-- REQUIRED WORK --
a: According to the post about meeting Lisa Rinna, where will the writer be pacing over the next couple weeks?
b: Decide whether each statement agrees with the post about meeting Lisa Rinna: (i) The writer has a ticket to meet Lisa Rinna. (ii) The writer intends to follow a script closely at the meeting. (iii) The writer expects to like every rehearsed opening line.
c: Duplicate the part of the post about meeting Lisa Rinna starting with "My brain keeps" and going on through "poker face guaranteed.".

• I scored a ticket to meet Lisa Rinna, and now I’m spiraling—should I be the calm, bookshelf‑respecting fan or abandon decorum and go full Rinna—statement jacket, bigger personality, and the kind of clap that clears a room?

    Getting Bravo-Ready:
    I’m in full pre-meet panic mode—over the next couple weeks, I’ll be pacing between my closet and the mirror, testing outfits like a contestant on a very anxious runway.

    My brain keeps cycling between “wear something classy and ironically understated so she thinks I’m chic” and “wear a T-shirt that says “My advice to you: Don’t hustle the hustler” or “I don’t have to buy it, ’cause I already own it” with a Rinna meme and iconic smirk because authenticity is the hill I will die on.

    Over the next couple of weeks, I’ll be rehearsing opening lines in front of the mirror, likely hate all of them, and toss them because Lisa and I share a delightful talent for refusing to stick to the script—Bravo applause optional, Traitors’ poker face guaranteed.

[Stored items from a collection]

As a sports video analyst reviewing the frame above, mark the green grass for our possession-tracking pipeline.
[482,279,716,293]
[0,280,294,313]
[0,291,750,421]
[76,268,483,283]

-- RESULTS OF THE EXERCISE --
a: Between the writer's closet and the mirror.

b:
(i) Yes: "I scored a ticket to meet Lisa Rinna"
(ii) No: "Lisa and I share a delightful talent for refusing to stick to the script"
(iii) No: "likely hate all of them"

c:
My brain keeps cycling between “wear something classy and ironically understated so she thinks I’m chic” and “wear a T-shirt that says “My advice to you: Don’t hustle the hustler” or “I don’t have to buy it, ’cause I already own it” with a Rinna meme and iconic smirk because authenticity is the hill I will die on.

    Over the next couple of weeks, I’ll be rehearsing opening lines in front of the mirror, likely hate all of them, and toss them because Lisa and I share a delightful talent for refusing to stick to the script—Bravo applause optional, Traitors’ poker face guaranteed.